▸ Records provided
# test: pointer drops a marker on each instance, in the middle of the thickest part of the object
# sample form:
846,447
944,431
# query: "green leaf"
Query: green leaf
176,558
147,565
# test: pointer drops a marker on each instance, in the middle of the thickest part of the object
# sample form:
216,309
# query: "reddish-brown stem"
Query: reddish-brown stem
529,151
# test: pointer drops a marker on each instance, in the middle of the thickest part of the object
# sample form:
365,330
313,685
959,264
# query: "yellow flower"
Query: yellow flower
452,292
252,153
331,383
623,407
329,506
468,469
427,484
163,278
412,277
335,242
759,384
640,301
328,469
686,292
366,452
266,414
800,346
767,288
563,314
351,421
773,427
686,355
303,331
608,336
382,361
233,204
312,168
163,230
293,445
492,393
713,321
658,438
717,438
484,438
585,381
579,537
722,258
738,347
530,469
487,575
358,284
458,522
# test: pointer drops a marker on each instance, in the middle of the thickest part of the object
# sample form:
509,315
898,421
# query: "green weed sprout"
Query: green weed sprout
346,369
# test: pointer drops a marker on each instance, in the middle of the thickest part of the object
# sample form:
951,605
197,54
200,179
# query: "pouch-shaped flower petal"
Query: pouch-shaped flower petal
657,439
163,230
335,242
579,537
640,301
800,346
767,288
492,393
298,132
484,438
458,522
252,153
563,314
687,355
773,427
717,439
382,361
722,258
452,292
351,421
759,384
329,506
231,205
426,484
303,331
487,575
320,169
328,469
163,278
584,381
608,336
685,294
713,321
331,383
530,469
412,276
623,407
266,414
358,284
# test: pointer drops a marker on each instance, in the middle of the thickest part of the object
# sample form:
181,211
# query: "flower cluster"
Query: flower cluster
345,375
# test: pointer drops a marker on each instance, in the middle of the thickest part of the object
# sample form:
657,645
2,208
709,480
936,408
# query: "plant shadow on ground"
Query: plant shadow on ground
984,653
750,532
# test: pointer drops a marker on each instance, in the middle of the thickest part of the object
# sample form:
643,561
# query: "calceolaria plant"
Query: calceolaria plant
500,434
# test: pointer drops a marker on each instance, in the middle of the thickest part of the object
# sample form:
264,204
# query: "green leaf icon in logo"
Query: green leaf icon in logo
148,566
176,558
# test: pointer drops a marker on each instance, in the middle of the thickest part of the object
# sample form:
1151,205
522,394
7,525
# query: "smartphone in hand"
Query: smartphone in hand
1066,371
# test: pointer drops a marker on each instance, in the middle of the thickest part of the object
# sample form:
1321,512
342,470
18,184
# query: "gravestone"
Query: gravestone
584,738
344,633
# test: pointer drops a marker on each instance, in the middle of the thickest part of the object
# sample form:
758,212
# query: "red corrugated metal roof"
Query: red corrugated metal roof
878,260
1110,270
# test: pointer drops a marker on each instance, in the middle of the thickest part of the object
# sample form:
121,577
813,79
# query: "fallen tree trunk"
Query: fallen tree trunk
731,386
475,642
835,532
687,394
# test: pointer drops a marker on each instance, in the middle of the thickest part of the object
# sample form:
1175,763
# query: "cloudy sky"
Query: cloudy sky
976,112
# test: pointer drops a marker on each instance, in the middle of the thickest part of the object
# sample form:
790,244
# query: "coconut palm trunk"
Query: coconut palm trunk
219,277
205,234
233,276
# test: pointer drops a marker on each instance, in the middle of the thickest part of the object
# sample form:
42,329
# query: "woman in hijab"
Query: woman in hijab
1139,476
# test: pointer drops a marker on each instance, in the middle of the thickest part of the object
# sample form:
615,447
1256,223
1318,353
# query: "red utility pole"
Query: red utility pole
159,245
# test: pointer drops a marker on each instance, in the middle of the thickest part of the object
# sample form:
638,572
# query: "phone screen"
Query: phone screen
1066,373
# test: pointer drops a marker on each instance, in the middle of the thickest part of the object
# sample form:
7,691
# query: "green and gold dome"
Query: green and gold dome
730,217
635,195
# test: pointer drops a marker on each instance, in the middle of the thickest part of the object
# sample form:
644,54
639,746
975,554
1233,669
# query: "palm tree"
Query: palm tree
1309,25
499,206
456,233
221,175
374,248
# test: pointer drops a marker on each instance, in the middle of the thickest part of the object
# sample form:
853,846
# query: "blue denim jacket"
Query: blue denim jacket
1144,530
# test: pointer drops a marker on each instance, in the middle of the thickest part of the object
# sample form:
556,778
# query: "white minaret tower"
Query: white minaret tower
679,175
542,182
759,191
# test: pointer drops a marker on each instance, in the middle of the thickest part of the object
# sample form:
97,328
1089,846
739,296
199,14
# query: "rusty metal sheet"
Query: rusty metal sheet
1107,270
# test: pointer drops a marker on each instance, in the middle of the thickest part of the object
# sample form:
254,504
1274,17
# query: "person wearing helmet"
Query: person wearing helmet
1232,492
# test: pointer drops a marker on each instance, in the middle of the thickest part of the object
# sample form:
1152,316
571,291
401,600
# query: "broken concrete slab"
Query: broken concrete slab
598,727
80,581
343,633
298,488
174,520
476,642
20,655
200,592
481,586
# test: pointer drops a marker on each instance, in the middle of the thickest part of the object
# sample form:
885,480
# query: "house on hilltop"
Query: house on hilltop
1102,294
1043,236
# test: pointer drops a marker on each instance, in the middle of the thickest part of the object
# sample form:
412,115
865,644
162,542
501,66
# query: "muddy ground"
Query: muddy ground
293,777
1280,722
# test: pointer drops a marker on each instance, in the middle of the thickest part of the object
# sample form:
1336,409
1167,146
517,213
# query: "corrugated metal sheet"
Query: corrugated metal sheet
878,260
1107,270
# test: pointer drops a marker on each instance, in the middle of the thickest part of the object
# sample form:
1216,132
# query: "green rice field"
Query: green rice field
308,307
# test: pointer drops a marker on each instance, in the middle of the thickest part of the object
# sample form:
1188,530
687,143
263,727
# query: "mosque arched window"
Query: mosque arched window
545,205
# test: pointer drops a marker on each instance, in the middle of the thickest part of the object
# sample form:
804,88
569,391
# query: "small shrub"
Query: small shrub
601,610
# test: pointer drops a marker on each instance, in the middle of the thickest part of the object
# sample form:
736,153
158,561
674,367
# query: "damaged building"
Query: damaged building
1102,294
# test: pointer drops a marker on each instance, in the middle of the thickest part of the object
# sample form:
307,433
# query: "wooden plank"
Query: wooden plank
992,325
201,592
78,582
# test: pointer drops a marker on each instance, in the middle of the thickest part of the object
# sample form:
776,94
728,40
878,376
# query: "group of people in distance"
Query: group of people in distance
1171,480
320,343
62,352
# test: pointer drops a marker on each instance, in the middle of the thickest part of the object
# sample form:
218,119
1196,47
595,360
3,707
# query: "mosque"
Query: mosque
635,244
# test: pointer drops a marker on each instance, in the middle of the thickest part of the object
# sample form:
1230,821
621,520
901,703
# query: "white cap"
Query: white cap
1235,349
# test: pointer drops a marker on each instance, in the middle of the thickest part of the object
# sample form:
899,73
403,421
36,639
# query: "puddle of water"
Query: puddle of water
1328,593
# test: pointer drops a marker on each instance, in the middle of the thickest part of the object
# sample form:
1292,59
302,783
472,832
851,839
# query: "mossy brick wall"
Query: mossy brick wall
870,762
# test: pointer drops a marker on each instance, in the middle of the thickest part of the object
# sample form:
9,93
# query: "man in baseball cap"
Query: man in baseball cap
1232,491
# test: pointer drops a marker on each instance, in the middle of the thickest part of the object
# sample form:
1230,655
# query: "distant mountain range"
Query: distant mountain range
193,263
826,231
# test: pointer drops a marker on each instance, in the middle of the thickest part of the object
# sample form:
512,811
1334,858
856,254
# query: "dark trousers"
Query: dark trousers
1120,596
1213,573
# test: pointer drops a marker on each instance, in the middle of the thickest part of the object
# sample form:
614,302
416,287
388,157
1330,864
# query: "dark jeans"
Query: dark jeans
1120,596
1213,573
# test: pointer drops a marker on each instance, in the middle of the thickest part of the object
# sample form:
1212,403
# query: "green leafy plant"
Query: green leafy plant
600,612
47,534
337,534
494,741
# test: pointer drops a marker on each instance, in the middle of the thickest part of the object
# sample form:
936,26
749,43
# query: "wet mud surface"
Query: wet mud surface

▸ Problem statement
Identify every line in the records above that contains the word "screen" and copy each of those lines in full.

▸ Solution for this task
# query: "phone screen"
Query: phone screen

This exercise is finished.